*Task details*. Write the data out again in full, with no departure from the original.

*The data*.
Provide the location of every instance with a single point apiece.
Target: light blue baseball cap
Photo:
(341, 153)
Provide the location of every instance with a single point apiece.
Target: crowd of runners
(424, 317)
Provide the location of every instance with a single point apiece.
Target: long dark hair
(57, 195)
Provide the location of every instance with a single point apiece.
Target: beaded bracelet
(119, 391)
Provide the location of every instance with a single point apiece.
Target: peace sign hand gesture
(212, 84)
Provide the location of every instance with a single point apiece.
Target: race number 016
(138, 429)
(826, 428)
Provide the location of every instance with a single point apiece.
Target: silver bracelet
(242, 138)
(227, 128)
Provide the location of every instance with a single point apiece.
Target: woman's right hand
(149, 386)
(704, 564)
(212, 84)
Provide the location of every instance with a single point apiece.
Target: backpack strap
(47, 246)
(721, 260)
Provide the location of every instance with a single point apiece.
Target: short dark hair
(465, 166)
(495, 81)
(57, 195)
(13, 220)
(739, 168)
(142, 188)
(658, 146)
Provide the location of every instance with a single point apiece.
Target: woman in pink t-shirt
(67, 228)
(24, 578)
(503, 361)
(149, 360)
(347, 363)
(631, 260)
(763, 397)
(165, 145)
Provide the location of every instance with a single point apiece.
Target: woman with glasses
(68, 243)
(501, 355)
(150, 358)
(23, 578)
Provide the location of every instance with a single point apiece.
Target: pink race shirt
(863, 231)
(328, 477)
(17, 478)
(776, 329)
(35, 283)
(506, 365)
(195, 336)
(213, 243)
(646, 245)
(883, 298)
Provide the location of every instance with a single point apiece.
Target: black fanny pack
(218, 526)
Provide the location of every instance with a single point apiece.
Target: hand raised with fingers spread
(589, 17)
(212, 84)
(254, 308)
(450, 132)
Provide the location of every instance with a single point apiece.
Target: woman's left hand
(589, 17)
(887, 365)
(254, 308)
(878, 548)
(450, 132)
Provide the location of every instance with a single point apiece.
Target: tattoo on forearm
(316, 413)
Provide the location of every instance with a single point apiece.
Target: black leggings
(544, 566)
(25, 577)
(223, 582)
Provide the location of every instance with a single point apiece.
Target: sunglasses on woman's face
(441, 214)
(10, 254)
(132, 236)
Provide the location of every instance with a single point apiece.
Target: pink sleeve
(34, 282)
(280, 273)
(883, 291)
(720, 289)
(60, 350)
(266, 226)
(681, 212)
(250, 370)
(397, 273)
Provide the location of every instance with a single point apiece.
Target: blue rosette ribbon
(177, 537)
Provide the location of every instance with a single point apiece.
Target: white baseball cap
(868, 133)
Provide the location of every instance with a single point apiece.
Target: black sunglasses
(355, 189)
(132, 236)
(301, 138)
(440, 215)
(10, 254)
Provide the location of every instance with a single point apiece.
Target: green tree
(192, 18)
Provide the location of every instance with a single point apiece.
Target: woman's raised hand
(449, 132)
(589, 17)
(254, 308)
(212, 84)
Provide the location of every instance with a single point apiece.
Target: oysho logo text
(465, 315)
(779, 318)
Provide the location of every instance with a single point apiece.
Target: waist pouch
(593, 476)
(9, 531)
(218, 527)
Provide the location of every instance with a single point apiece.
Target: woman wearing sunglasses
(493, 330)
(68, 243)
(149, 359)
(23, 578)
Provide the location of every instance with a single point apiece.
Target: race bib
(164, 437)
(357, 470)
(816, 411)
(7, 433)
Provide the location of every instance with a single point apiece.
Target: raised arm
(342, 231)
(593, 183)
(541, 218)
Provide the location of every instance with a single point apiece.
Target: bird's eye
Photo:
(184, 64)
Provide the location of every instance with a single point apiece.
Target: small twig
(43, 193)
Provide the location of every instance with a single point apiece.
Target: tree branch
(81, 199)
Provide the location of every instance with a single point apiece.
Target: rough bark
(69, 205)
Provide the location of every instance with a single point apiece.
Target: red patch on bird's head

*Exercise answer*.
Provide the location of every instance with a single point apiece.
Target: light blue baseball cap
Photo:
(341, 153)
Provide the location of every instance with a single point apiece.
Target: crowd of runners
(424, 317)
Provide the location of every instance with a single point apiece.
Target: long dark hair
(57, 195)
Provide the location of every instance with a single point apiece.
Target: beaded bracelet
(119, 391)
Provide the location of every instance with a single point apiece.
Target: peace sign hand gesture
(212, 84)
Provide the location of every instance with a single point apiece.
Target: race number 016
(138, 429)
(826, 428)
Provide the location of every instance with a single point apiece.
Target: silver bracelet
(242, 138)
(227, 128)
Provide the location of every instance with a single point apiece.
Target: woman's right hand
(149, 386)
(704, 564)
(212, 84)
Provide the location of every instance with a single point apiece.
Target: backpack strap
(47, 246)
(721, 260)
Provide the location of every instance with a single point apiece.
Target: short dark hair
(465, 166)
(495, 81)
(57, 195)
(13, 220)
(739, 168)
(142, 188)
(658, 146)
Provide the location of every instance with a single point apiece.
Target: woman in pink t-shirt
(67, 228)
(24, 578)
(503, 361)
(149, 360)
(347, 363)
(631, 260)
(763, 397)
(165, 145)
Provide the location of every instance with a single point apiece.
Target: woman with glasses
(68, 243)
(501, 355)
(150, 358)
(23, 578)
Provide the location of every instance with a single point apiece.
Target: pink race shirt
(863, 231)
(328, 477)
(17, 478)
(776, 329)
(35, 283)
(506, 365)
(195, 336)
(213, 243)
(646, 245)
(883, 298)
Provide the location of every instance with a single point apiece.
Target: black fanny pack
(218, 526)
Provide the location of every instance with a single point apiece.
Target: hand raised with fingers spread
(589, 17)
(212, 84)
(254, 308)
(450, 132)
Provide the location of every instance with a single point apiece.
Target: woman's left hand
(589, 17)
(887, 365)
(254, 308)
(878, 548)
(450, 132)
Provide the location of every instance with a single point apiece.
Target: tattoo on forearm
(316, 413)
Provide the location of every instance with a single point apiece.
Target: black leggings
(544, 566)
(25, 577)
(223, 582)
Provide the location of every instance with a single point apiece.
Target: sunglasses on woman's face
(441, 214)
(10, 254)
(132, 236)
Provide the location of every instance with a single point apiece.
Target: pink sleeve
(34, 282)
(280, 273)
(883, 291)
(720, 289)
(60, 350)
(266, 226)
(681, 212)
(250, 370)
(397, 273)
Provide the location of every instance with a single point apiece.
Target: blue rosette ribbon
(177, 537)
Provide the location of every instance with a single point apiece.
Target: white baseball cap
(868, 133)
Provide the location of every instance with a single point apiece.
Target: black sunglasses
(355, 189)
(132, 236)
(301, 138)
(440, 215)
(10, 254)
Provide the location of every instance with a single point apiece.
Target: green tree
(192, 18)
Provide the location of every instance with a single point apiece.
Target: woman's raised hand
(449, 132)
(589, 17)
(254, 308)
(212, 84)
Provide the location of every instance with a single point apiece.
Target: oysho logo text
(465, 315)
(779, 318)
Provide the location of every instance with a single point apiece.
Target: waist pouch
(593, 476)
(9, 531)
(218, 527)
Provide the location of every instance with a single point apiece.
Target: woman wearing sunglasses
(493, 330)
(68, 243)
(149, 359)
(23, 578)
Provide the location of every instance with a single point apiece.
Target: race bib
(164, 437)
(357, 470)
(816, 411)
(7, 433)
Provide the location of every instance with a single point apiece.
Target: raised arm
(342, 231)
(593, 183)
(541, 218)
Provide the location of every instance with a single point apiece.
Target: bird's eye
Photo:
(184, 64)
Provide the location of every instance with a single point apiece.
Target: small twig
(43, 193)
Provide the location of every instance with a single point apiece.
Target: tree branch
(81, 199)
Provide the location of every instance with a single point apiece.
Target: rough bark
(69, 205)
Provide the location of every instance with a single point apiece.
Target: red patch on bird's head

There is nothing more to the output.